PROBLEM - The response must contain the complete data, printed exactly.

Records excerpted from a collection:
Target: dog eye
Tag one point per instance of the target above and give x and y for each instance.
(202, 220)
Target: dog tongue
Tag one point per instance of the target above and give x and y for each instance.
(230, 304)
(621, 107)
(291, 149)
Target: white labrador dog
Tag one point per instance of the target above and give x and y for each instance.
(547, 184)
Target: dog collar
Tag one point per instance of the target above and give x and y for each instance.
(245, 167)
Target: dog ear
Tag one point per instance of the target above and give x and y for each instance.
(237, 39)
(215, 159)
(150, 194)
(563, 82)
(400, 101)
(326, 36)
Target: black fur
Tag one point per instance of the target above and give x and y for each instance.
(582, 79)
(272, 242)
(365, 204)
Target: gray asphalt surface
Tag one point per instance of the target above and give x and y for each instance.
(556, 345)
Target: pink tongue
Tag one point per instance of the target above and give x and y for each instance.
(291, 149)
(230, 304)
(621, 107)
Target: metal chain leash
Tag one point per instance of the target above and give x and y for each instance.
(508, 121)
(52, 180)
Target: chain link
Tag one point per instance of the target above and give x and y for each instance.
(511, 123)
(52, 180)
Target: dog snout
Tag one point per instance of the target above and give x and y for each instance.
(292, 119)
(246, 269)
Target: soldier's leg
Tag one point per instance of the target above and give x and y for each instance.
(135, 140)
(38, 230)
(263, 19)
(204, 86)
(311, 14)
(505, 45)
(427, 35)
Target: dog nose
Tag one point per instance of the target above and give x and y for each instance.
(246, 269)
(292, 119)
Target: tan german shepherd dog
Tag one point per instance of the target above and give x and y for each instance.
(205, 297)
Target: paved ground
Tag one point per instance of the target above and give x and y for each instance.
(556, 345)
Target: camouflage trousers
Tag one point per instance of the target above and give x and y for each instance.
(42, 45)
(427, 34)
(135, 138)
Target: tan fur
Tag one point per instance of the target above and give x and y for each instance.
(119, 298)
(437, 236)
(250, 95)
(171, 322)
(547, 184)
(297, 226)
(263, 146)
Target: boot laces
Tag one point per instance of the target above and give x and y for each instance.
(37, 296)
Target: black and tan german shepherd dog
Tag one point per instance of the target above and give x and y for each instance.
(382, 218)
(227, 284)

RESULT FOR THIS EXERCISE -
Target: dog eye
Tag one point per instance of the target above and give x and y for each instance.
(202, 220)
Target: dog tongue
Tag one point per instance of the target above and give x and y for each instance.
(230, 304)
(621, 107)
(291, 149)
Target: white labrador dog
Tag one point per instance of the target above and give x and y for each instance.
(547, 184)
Target: dog collar
Tag one point per instance of the target above and give x and y for each instance.
(245, 167)
Target: dog ear
Tag one point per instance of the target above and give x and y for each instance.
(237, 39)
(215, 159)
(150, 194)
(563, 82)
(400, 101)
(326, 36)
Target: black fur
Tag one point per instance of the target above and give x and y for each instance.
(582, 79)
(272, 242)
(365, 204)
Target: gray asphalt surface
Tag one point per instance of the target above and give x and y for each instance.
(556, 345)
Target: pink tongue
Tag one point per instance of the target above and give x and y for each instance.
(291, 149)
(230, 304)
(621, 107)
Target: metal chain leash
Tag one point per instance of the target above and give x and y for each instance.
(508, 121)
(52, 180)
Target: chain link
Tag one point per instance of the target above and give x and y for each instance.
(511, 123)
(52, 180)
Target: dog snout
Tag one point per instance of the target above and give x and y for each instance.
(292, 119)
(246, 269)
Target: soldier's leg
Tag one point per instance of the target above and give x and y for each instance.
(135, 140)
(38, 230)
(263, 19)
(204, 86)
(311, 14)
(505, 45)
(427, 35)
Target: dog nose
Tag one point per instance of the target above and give x and y for each instance.
(246, 269)
(292, 119)
Target: tan german shepherd dog
Tag one point per instance of the target above and give x and y for each instance.
(205, 297)
Target: paved ground
Tag one point per instance of the target above and give x and y for each instance.
(556, 345)
Target: camouflage trousers
Tag one point per instance of the target above and give x and y for each instance.
(42, 45)
(427, 34)
(135, 138)
Target: tan fur
Tag one point per instance of the target above and give x and y for each instance.
(119, 298)
(437, 236)
(250, 95)
(171, 322)
(547, 184)
(297, 226)
(263, 146)
Target: boot laces
Tag one point per instance of the target above and give x and y for each instance.
(37, 296)
Target: black and tan german shepherd dog
Tag one point per instance of the target above and give x and y for each instance.
(382, 218)
(227, 284)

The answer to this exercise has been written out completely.